A plausible implication is that explicit modeling of these dependencies exposes composite failure modes, such as erroneous parsing propagating to incorrect hypothesis generation.
5. Model Performance and Diagnostic Findings
Evaluation results for leading models such as GPT-5 and Deepseek-R1 reveal distinct capability gradients:
| Level | Top Model(s) | Metric | Value(s) | Discipline/Dataset Gaps |
|---|---|---|---|---|
| L1 | GPT-5 | Accuracy | 69.17% | Math ≈ 84%, Biology ≈ 50% |
| L2.1 | GPT-5 | BLEU (Parsing) | 67.61 | Qwen3-VL-8B: 64.76; Intern-VL3.5-8B: 9.53 |
| L2.2 | GPT-5 | BLEU (Translation) | 43.29 | S1-Base-Pro-32B: 41.28 |
| L3.1 | Deepseek-v3 | Accuracy | 96.20% | Vision-language fragment: 80.45%; GPT-5: 76.75% |
| L3.2 | GPT-5 | Accuracy | 86.28% (VL) | Deepseek-R1: 79.83% (VL); 67.53% (text-only) |
| L4 | GPT-5 | Content Quality | 4.99 (out of 5) | Citation verifiability: SurveyX 71.4% va GPT-5 19.3% |
| L5 | GPT-5 | Success Rate | 24.75% | Deepseek-R1: 21.05% |
Models attain high accuracy in basic QA (L3), but performance sharply declines in scientific literacy (L1) and data-driven discovery (L5). Notably, less than 20% of citations generated by general LLMs in literature reviews are verifiable; syntactically correct code produced in L5 often fails scientific validation.

_What is needed_
Quote word for word the part of the model evaluation text that opens with the words "A plausible implication" and closes with "incorrect hypothesis generation.". The rows that come next are separate material with no tie to the text.

_Record extracts_
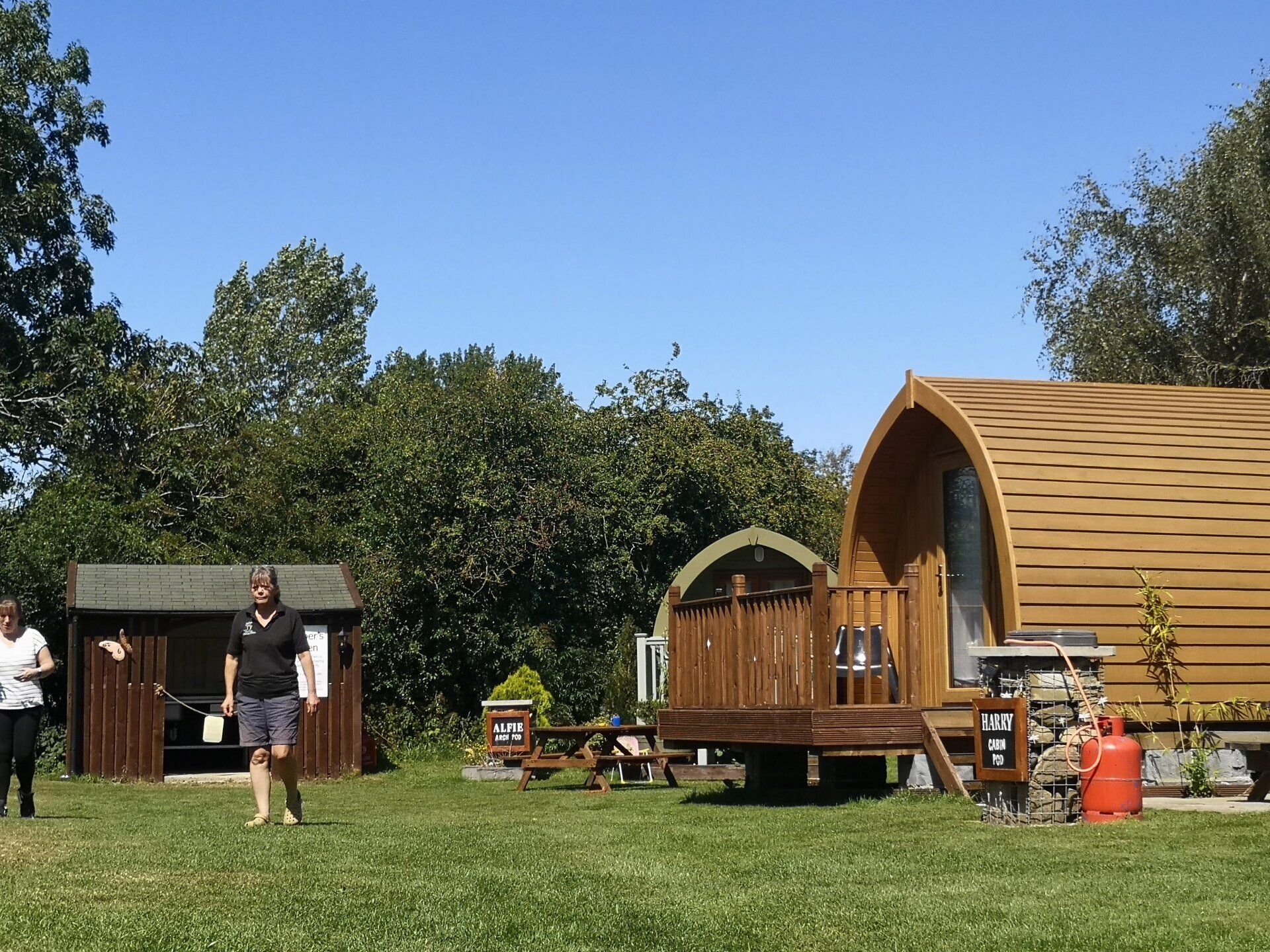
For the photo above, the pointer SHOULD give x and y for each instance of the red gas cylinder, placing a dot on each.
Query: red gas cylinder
(1113, 790)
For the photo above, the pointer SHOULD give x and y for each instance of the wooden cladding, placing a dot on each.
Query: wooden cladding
(124, 719)
(1083, 483)
(792, 649)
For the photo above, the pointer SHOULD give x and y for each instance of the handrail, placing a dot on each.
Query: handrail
(777, 649)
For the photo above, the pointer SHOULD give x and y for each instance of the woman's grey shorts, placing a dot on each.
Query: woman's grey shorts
(267, 723)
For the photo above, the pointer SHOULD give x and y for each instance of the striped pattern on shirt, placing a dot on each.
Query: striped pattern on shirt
(16, 658)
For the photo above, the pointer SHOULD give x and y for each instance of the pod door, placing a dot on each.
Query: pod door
(967, 590)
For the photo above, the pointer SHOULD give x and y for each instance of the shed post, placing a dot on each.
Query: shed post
(676, 651)
(913, 635)
(822, 653)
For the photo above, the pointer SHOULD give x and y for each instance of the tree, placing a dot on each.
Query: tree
(294, 334)
(55, 344)
(680, 471)
(1166, 280)
(479, 541)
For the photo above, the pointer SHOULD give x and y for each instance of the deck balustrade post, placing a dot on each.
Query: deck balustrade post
(913, 635)
(732, 660)
(673, 649)
(822, 651)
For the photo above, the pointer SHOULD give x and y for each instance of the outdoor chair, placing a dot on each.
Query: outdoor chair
(643, 771)
(851, 659)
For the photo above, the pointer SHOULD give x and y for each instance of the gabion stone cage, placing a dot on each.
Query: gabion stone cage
(1056, 713)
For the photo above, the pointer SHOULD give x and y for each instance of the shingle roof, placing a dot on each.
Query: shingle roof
(204, 588)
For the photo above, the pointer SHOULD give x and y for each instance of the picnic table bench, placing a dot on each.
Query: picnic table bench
(578, 753)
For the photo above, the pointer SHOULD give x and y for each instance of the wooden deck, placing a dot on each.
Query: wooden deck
(874, 727)
(836, 670)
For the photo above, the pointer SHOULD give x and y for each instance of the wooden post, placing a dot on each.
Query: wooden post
(74, 698)
(913, 636)
(732, 660)
(822, 649)
(673, 695)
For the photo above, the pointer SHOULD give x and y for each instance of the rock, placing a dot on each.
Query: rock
(1052, 767)
(1053, 716)
(1037, 734)
(1062, 695)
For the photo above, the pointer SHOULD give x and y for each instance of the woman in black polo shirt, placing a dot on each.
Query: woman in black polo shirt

_Response_
A plausible implication is that explicit modeling of these dependencies exposes composite failure modes, such as erroneous parsing propagating to incorrect hypothesis generation.